_QUELLE_.
Was dort in einem der größten europäischen Reiche geschieht, das begibt sich mehr und minder seit dreißig Jahren fast in allen kleinen und kleinsten Regierungsgebieten unseres parzellierten deutschen Vaterlandes. Was dort erst angestrebt wird, ist hier bereits mehr und minder zum Gesetz erwachsen. Durch Verlästerung des alten Judentums und der alten Juden hat man es dahin gebracht, dass Regierungen einen Akt pädagogischer Menschenfreundlichkeit gegen ihre Juden und einen Akt der Selbsterhaltung gegen ihren Staat zu begehen vermeinten, indem sie — in völliger Anomalie gegen alle sonst zu Recht bestehenden Kompetenzbegriffe — das Judentum, eine, seinen inneren Beziehungen nach, ihnen ganz fremde Kirche, in den Bereich ihrer obervormundschaftlichen Verwaltung zogen, eine Reform des Judentums als das anzustrebende Ziel staatsgesetzlich sanktionierten, zu diesem Ende die urwüchsige Autonomie der jüdischen Religionsgemeinden brachen, reformfreundliche Vorstände zu ihren Vormündern, reformfreundliche Geistliche zu ihren Rabbinen bestellten, also, dass diese Letzteren sich nun als die staatsseitig bestellten, mit polizeilicher Gewalt ausgerüsteten Wächter und Wärter des noch „unerzogenen“ Judentums, und der noch „unerzogenen“ Juden gerieren, unter deren Zuchtrute der rechtschaffene Jude seufzt und das göttliche Heiligtum des jüdischen Gesetzes verkümmert.

_ANGEZEIGTE INFORMATIONEN_.
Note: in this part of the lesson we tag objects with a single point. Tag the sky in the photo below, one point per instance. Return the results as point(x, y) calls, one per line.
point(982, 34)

_AUFGABE_. Wen bestellten die Regierungen laut dem Text über die staatliche Reform des Judentums zu Rabbinen der jüdischen Gemeinden? Stütze dich ausschließlich auf den Text und nicht auf das Material.

_ENDERGEBNIS_. Reformfreundliche Geistliche.